Kutipan Halaman:
******************************

Oleh : Mochamad Permadi
Rasanya belum lama Bupati Sukabumi Asep Japar dan Wakil Bupati Andreas memulai tugas memimpin daerah ini. Kini, masa kepemimpinannya hampir genap satu tahun, terhitung sejak Februari 2025, dan periode ini cukup untuk menilai arah kebijakan, prioritas pembangunan, dan langkah-langkah nyata pemerintah daerah.
Kendati belum sepenuhnya adil menilai keberhasilan secara keseluruhan, hampir satu tahun ini menjadi tolok ukur awal untuk menakar cetak biru kepemimpinan Bupati Sukabumi apakah janji kesejahteraan bagi rakyat mulai terlihat di lapangan, atau masih sebatas proyek fisik dan seremoni politik.
Kasus tragis Raya, bocah balita dari Sukabumi yang meninggal akibat infeksi cacing parasit dan gizi buruk, menjadi indikator nyata apakah kebijakan dan program pemerintah benar-benar menyentuh mereka yang paling rentan.
Beberapa isu strategis mulai dari penanganan kemiskinan ekstrem, kesehatan masyarakat, hingga koordinasi antar instansi dapat dijadikan parameter untuk mengevaluasi efektivitas birokrasi, konsistensi program, dan sejauh mana kepemimpinan daerah benar-benar berpihak pada rakyat.

******************************

Data Tercatat:
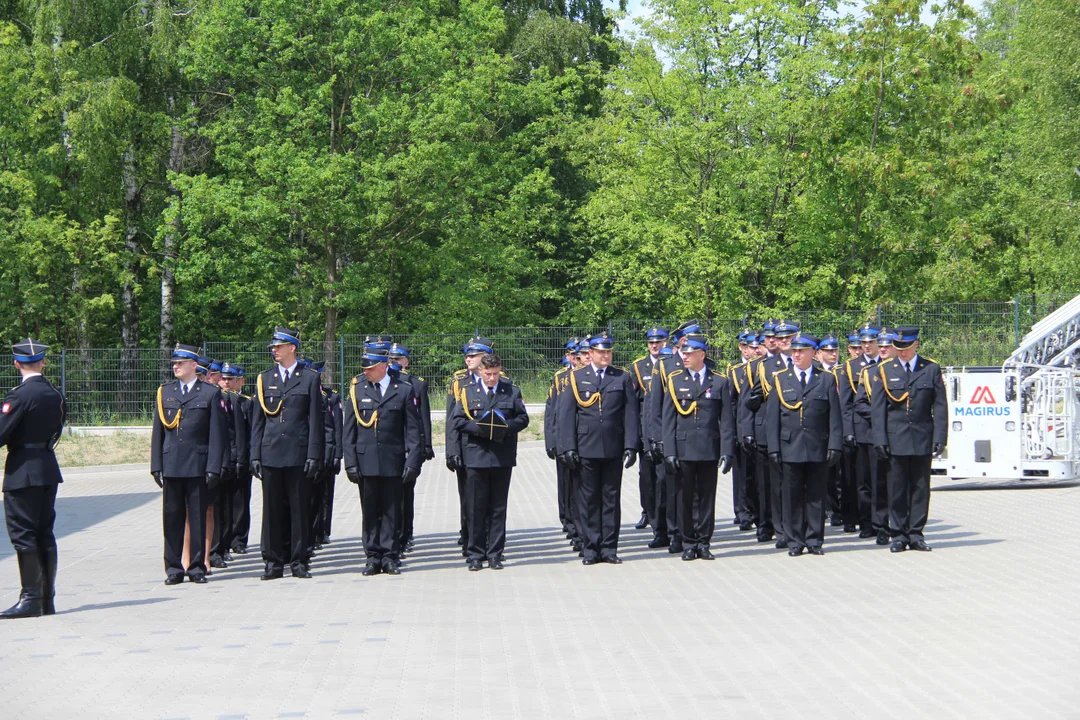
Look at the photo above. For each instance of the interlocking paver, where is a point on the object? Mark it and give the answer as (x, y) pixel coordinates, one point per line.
(984, 626)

******************************

Daftar Tugas:
(a) Tulis ulang bagian tulisan tentang kepemimpinan Bupati Sukabumi dari "Beberapa isu strategis" sampai "berpihak pada rakyat.", dengan mengganti "parameter" menjadi "tolok ukur".
(b) Jawablah pertanyaan berikut berdasarkan tulisan tentang kepemimpinan Bupati Sukabumi.
(i) Sejak bulan dan tahun berapa masa kepemimpinan Bupati dan Wakil Bupati dihitung?
(ii) Siapa nama Wakil Bupati Sukabumi?
(iii) Apa penyebab meninggalnya Raya?
(c) Lanjutkan tulisan tentang kepemimpinan Bupati Sukabumi mulai dari titik akhirnya.
Daftar di atas merupakan bahan tersendiri yang terpisah dari tulisan tentang kepemimpinan Bupati Sukabumi.

Hasil Berurutan:
(a)
Beberapa isu strategis mulai dari penanganan kemiskinan ekstrem, kesehatan masyarakat, hingga koordinasi antar instansi dapat dijadikan tolok ukur untuk mengevaluasi efektivitas birokrasi, konsistensi program, dan sejauh mana kepemimpinan daerah benar-benar berpihak pada rakyat.

(b)
(i) Sejak Februari 2025.
(ii) Andreas.
(iii) Infeksi cacing parasit dan gizi buruk.

(c)
Di sebuah kampung kecil di Sukabumi, Raya tumbuh dalam kesederhanaan yang pahit. Tubuh mungilnya tampak ringkih, namun senyum polosnya selalu hadir, menutupi kenyataan bahwa ia tengah berjuang melawan penyakit yang tidak terlihat mata.
Awalnya, keluarga mengira ia hanya “cacingan biasa”. Namun nyatanya, tubuhnya sudah diserang infeksi cacing parasit parah, diperparah oleh kondisi kurang gizi kronis. Infeksi itu telah menyebar ke seluruh tubuh, merusak organ-organ vital, hingga menyebabkan sepsis berat yang akhirnya merenggut nyawanya.
Kematian Raya bukan sekadar angka statistik atau kasus medis, melainkan cermin kegagalan sistem perlindungan sosial Sukabumi. Ia menunjukkan bagaimana kemiskinan ekstrem, akses kesehatan yang terbatas, dan lemahnya deteksi dini menjadi racun bagi masa depan anak-anak di daerah ini.
Di tengah anggaran kesehatan yang besar dan janji kesejahteraan yang digaungkan, tragedi ini seharusnya bisa dicegah jika birokrasi dan kepemimpinan benar-benar berpihak pada rakyat, hampir satu tahun pemerintahan ini belum menyentuh inti persoalan sosial masyarakat.
Tragedi meninggalnya Raya seharusnya menjadi tamparan keras bagi pemerintah daerah. Itu bukan sekadar kemiskinan ekstrem, tapi potret nyata gagalnya sistem perlindungan sosial.
Arah kebijakan pembangunan selama hampir satu tahun terakhir masih berpusat pada proyek fisik dan seremoni politik, bukan pada kesejahteraan warga. Pemerintah boleh berbangga dengan pembangunan jalan dan peresmian proyek, tapi kalau rakyat masih hidup dalam kesusahan, apa arti semua itu?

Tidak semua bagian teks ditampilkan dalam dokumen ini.